### Page extract ###
A crystal ball, also known as an orbuculum or crystal sphere, is a crystal or glass ball and common fortune-telling object. It is generally associated with the performance of clairvoyance and scrying in particular.

In more recent times, the crystal ball has been used for creative photography with the term lensball commonly used to describe a crystal ball used as a photography prop.

History
In the first century CE, Pliny the Elder describes use of crystal balls by soothsayers ("crystallum orbis", later written in Medieval Latin by scribes as orbuculum).  By the fifth century CE, scrying was widespread within the Roman Empire and was condemned by the early medieval Christian Church as heretical.

Dr. John Dee was a noted British mathematician, astronomer, astrologer, geographer, and consultant to Queen Elizabeth I. He devoted much of his life to alchemy, divination, and Hermetic philosophy, of which the use of crystal balls was often included.
### Provided data ###
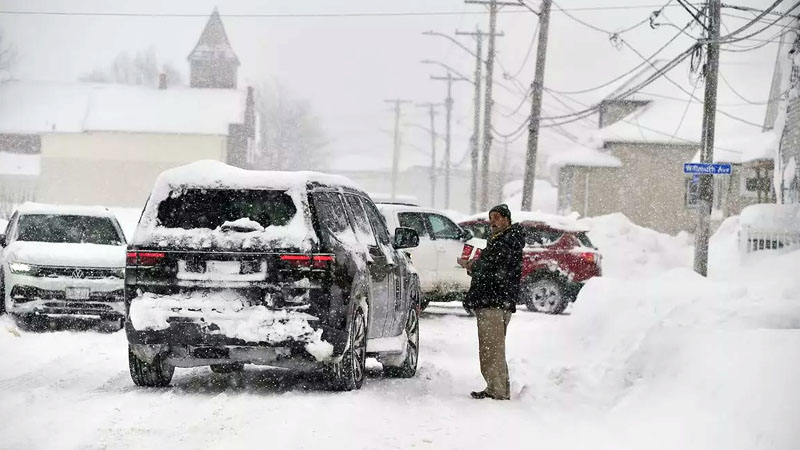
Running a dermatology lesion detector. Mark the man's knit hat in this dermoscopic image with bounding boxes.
[489,203,511,221]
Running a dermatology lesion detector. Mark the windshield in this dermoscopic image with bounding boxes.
[17,214,125,245]
[158,189,297,230]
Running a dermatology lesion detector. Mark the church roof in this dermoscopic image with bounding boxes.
[188,8,239,65]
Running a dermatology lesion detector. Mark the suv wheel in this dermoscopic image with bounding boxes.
[522,278,569,314]
[327,306,367,391]
[383,306,419,378]
[211,363,244,373]
[128,346,175,387]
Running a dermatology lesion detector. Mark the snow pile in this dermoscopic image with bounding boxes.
[547,146,622,173]
[740,203,800,233]
[0,152,42,176]
[578,213,693,276]
[503,179,558,214]
[130,291,333,360]
[561,252,800,449]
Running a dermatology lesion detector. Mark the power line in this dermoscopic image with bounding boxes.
[500,22,539,80]
[0,5,692,19]
[551,22,692,95]
[702,0,800,44]
[623,41,762,128]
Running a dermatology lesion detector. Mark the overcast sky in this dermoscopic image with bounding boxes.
[0,0,790,174]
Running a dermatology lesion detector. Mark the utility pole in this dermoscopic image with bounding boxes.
[417,103,441,208]
[456,28,489,214]
[694,0,722,276]
[384,99,411,200]
[522,0,551,211]
[464,0,521,210]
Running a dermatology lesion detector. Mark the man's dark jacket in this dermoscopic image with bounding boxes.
[464,224,525,312]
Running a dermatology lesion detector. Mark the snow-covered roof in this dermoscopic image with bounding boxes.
[0,152,42,176]
[547,146,622,172]
[17,202,114,218]
[589,58,771,151]
[188,8,239,65]
[692,130,780,164]
[739,203,800,233]
[0,81,247,135]
[461,211,588,232]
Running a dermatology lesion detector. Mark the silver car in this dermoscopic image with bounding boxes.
[0,203,126,329]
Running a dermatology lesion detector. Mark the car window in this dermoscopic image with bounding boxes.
[344,194,378,246]
[428,214,462,239]
[525,228,563,247]
[158,189,297,230]
[575,232,597,248]
[397,213,431,239]
[361,198,392,246]
[17,214,125,245]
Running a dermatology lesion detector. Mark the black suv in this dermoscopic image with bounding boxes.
[125,161,420,390]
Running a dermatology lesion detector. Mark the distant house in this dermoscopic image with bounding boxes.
[0,10,255,207]
[548,62,777,234]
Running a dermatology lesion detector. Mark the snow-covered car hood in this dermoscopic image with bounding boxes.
[4,241,126,267]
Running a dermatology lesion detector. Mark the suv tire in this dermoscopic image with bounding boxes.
[522,277,570,314]
[383,304,419,378]
[211,363,244,373]
[128,346,175,387]
[326,306,367,391]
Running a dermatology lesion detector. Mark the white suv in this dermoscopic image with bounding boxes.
[0,203,126,330]
[377,203,486,307]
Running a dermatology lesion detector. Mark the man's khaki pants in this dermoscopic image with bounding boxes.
[475,308,511,399]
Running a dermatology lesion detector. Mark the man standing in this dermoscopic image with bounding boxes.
[458,204,525,400]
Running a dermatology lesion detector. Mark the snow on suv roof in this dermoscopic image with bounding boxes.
[17,202,114,218]
[153,160,359,196]
[461,211,589,232]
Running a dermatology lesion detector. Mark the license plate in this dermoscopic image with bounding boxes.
[66,288,89,300]
[206,261,242,275]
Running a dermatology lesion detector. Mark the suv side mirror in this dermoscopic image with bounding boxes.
[394,227,419,250]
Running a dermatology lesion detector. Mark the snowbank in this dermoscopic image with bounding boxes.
[503,179,558,214]
[0,152,42,176]
[578,213,693,276]
[130,291,333,361]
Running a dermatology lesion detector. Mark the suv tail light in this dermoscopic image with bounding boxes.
[126,252,164,267]
[281,255,335,269]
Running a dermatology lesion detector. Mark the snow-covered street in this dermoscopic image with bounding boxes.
[0,216,800,449]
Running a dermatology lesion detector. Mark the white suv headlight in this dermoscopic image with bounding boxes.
[8,262,36,275]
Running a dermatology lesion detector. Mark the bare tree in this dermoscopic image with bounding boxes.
[80,47,182,86]
[0,33,16,83]
[255,81,329,170]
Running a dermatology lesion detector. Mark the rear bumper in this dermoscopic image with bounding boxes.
[125,319,347,355]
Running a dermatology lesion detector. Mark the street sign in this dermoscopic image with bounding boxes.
[683,163,733,175]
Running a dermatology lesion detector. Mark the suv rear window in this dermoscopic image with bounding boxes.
[157,189,297,230]
[17,214,125,245]
[525,228,563,247]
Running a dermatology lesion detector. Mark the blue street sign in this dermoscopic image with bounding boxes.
[683,163,733,175]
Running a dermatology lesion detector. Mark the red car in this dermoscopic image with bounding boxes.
[459,217,602,314]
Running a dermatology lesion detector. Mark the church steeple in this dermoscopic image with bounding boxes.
[188,8,239,89]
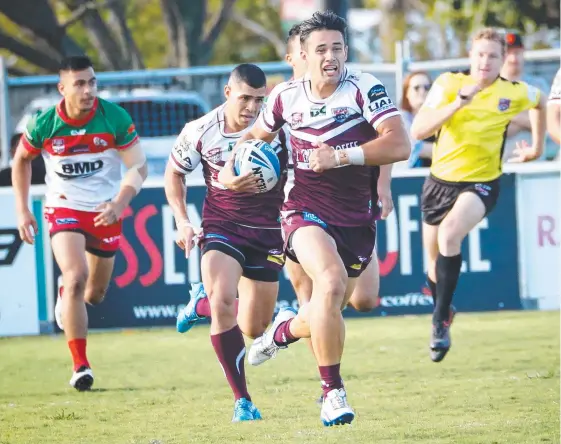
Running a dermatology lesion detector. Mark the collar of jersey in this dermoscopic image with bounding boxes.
[56,97,99,126]
[301,66,348,103]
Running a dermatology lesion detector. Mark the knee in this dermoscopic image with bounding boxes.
[62,269,88,298]
[351,293,380,313]
[438,220,463,256]
[206,286,237,319]
[314,268,348,311]
[238,318,270,339]
[84,286,107,305]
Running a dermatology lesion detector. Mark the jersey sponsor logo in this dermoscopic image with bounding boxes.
[68,145,90,154]
[368,85,388,103]
[499,99,510,112]
[94,137,109,146]
[56,160,103,180]
[173,140,197,171]
[302,211,327,228]
[55,217,78,225]
[310,105,327,117]
[53,139,65,154]
[290,113,304,129]
[0,228,23,267]
[331,106,351,123]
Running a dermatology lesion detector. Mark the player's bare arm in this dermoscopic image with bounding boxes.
[510,94,547,163]
[12,140,39,244]
[373,164,393,219]
[547,101,561,144]
[94,142,148,227]
[411,85,481,140]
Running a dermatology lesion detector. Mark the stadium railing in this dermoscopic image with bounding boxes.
[0,44,561,168]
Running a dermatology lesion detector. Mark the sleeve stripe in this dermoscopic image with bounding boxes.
[20,134,41,154]
[170,153,191,174]
[117,135,140,150]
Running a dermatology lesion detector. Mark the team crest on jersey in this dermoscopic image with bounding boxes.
[290,113,304,129]
[331,106,350,122]
[206,148,222,163]
[53,139,64,154]
[499,99,510,111]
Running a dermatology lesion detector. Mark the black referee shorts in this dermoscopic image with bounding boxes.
[421,174,500,225]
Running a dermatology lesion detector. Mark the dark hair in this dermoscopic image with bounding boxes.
[299,10,347,44]
[230,63,267,89]
[400,71,431,113]
[286,23,300,54]
[59,56,93,71]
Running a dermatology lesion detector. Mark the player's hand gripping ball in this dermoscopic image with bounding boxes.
[234,139,281,193]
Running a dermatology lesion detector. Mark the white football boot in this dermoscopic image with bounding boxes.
[320,388,355,427]
[247,308,296,365]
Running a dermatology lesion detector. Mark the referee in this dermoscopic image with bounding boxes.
[411,28,546,362]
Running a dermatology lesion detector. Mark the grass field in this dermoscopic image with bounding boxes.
[0,312,559,444]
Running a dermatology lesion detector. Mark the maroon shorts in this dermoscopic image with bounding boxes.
[200,221,284,282]
[282,212,376,277]
[45,207,122,257]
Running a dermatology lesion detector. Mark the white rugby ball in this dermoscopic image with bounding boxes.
[234,139,281,193]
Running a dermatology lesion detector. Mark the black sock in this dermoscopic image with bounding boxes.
[432,253,462,322]
[427,275,436,307]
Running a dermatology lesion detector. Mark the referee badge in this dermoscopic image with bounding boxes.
[499,99,510,111]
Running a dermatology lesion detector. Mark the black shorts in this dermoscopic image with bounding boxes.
[421,174,500,225]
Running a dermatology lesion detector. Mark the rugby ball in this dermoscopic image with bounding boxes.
[234,139,281,193]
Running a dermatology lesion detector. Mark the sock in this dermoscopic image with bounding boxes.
[195,298,240,318]
[318,364,343,398]
[432,253,462,322]
[273,318,300,345]
[427,275,436,307]
[210,325,251,401]
[68,338,90,371]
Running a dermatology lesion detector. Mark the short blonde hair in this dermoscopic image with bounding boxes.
[471,28,506,55]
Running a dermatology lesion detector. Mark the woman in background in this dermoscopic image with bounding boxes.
[400,71,435,168]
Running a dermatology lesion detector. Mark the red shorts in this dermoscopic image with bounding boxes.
[45,207,122,257]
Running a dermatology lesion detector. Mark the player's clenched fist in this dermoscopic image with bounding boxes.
[18,209,39,244]
[310,141,337,173]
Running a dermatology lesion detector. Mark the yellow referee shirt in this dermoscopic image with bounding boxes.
[423,72,540,182]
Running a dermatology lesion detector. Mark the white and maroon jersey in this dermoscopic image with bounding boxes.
[548,69,561,104]
[22,99,139,211]
[170,105,288,228]
[259,69,400,226]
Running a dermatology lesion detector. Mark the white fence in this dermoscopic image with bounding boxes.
[0,43,561,167]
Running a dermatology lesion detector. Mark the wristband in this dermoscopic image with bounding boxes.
[345,146,365,165]
[335,150,341,166]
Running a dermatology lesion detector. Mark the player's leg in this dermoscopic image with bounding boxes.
[431,192,486,362]
[284,257,315,356]
[237,276,279,339]
[51,231,93,390]
[349,249,380,313]
[201,246,261,421]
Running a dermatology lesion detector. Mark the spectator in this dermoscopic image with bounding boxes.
[547,69,561,146]
[501,32,557,160]
[400,71,435,168]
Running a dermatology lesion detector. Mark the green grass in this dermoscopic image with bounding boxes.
[0,312,559,444]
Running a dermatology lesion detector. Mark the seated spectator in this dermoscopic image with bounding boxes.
[400,71,435,168]
[501,32,558,160]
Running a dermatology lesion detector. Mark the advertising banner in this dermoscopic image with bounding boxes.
[517,173,561,310]
[54,176,520,328]
[0,193,39,336]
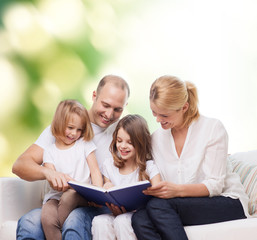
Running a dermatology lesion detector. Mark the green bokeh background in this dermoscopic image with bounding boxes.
[0,0,257,177]
[0,0,143,176]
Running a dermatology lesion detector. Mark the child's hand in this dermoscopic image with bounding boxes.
[103,182,114,189]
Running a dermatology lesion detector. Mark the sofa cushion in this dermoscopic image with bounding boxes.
[229,151,257,216]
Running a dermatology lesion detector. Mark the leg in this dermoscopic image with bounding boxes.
[41,199,62,240]
[132,208,161,240]
[58,189,87,227]
[147,196,245,240]
[62,207,110,240]
[16,208,45,240]
[91,214,113,240]
[114,212,137,240]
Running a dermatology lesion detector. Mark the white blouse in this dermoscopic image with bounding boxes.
[103,158,159,186]
[152,116,249,216]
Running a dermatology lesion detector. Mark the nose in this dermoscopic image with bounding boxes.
[105,108,113,119]
[71,129,77,135]
[121,142,127,148]
[156,115,162,123]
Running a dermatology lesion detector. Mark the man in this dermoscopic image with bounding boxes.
[12,75,130,240]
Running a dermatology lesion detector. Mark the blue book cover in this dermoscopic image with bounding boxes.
[68,180,151,211]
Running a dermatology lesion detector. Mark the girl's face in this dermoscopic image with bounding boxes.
[116,128,136,161]
[61,113,83,145]
[150,101,184,129]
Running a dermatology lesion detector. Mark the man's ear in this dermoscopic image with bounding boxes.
[182,102,189,113]
[92,91,96,101]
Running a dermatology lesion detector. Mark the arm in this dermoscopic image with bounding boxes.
[87,152,103,187]
[103,176,114,189]
[144,181,209,198]
[104,176,127,216]
[12,144,68,191]
[150,173,161,186]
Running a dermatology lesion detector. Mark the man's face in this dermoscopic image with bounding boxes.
[90,83,127,128]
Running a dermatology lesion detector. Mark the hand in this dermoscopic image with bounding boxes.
###
Transcribe, word for word, the stretch of the crystal ball passage from "In more recent" through "was often included.". The material above is independent of the crystal ball passage.

In more recent times, the crystal ball has been used for creative photography with the term lensball commonly used to describe a crystal ball used as a photography prop.

History
In the first century CE, Pliny the Elder describes use of crystal balls by soothsayers ("crystallum orbis", later written in Medieval Latin by scribes as orbuculum).  By the fifth century CE, scrying was widespread within the Roman Empire and was condemned by the early medieval Christian Church as heretical.

Dr. John Dee was a noted British mathematician, astronomer, astrologer, geographer, and consultant to Queen Elizabeth I. He devoted much of his life to alchemy, divination, and Hermetic philosophy, of which the use of crystal balls was often included.